* EXERCISE PROMPT
Scale the data below, from the line containing "horizon, giving x and y for each instance?" down to the end of the data, and write all of those lines out again, requests included, with every coordinate in the answers multiplied by 2.25. Round each result to a whole number, rounding halves up.

* DATASET CONTENT
§ §

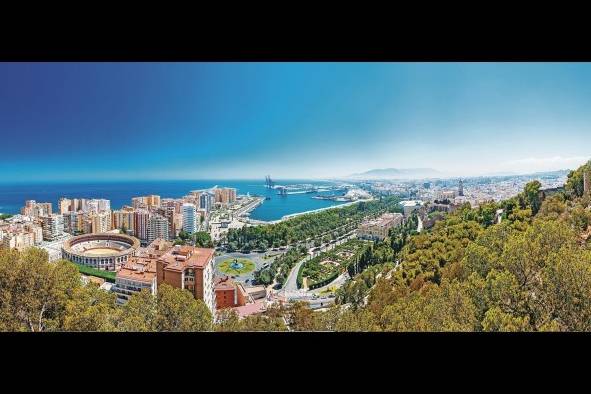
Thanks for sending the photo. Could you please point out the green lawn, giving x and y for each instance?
(246, 266)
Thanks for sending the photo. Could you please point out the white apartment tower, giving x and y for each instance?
(53, 227)
(158, 228)
(189, 212)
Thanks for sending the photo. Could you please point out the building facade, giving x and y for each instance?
(53, 227)
(190, 268)
(159, 228)
(189, 212)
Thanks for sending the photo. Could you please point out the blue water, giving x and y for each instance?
(13, 196)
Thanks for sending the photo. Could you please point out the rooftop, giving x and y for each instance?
(224, 283)
(139, 269)
(251, 309)
(181, 257)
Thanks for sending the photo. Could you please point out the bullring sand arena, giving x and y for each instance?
(105, 251)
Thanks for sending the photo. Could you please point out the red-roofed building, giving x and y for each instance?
(229, 294)
(190, 268)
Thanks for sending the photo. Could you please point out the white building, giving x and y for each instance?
(53, 227)
(158, 228)
(142, 224)
(189, 212)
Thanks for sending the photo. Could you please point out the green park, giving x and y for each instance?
(236, 266)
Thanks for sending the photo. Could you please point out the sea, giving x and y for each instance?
(13, 196)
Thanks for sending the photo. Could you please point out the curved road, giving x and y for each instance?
(291, 283)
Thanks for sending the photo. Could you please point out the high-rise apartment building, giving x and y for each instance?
(124, 218)
(98, 205)
(206, 201)
(36, 209)
(65, 205)
(190, 268)
(158, 228)
(53, 227)
(189, 218)
(145, 201)
(142, 223)
(225, 196)
(101, 222)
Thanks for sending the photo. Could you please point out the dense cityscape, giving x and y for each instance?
(333, 197)
(183, 242)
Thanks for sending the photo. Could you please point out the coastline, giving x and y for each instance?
(292, 215)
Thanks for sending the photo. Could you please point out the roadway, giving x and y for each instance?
(290, 284)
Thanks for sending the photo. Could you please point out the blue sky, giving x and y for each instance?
(103, 121)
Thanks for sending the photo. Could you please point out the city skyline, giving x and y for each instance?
(118, 121)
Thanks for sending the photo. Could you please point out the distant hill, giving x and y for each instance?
(398, 173)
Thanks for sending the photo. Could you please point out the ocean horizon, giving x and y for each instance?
(120, 192)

§ §

* SOLUTION TO THIS PROBLEM
Thanks for sending the photo. Could you please point out the ocean horizon, giving x and y for each instance?
(270, 432)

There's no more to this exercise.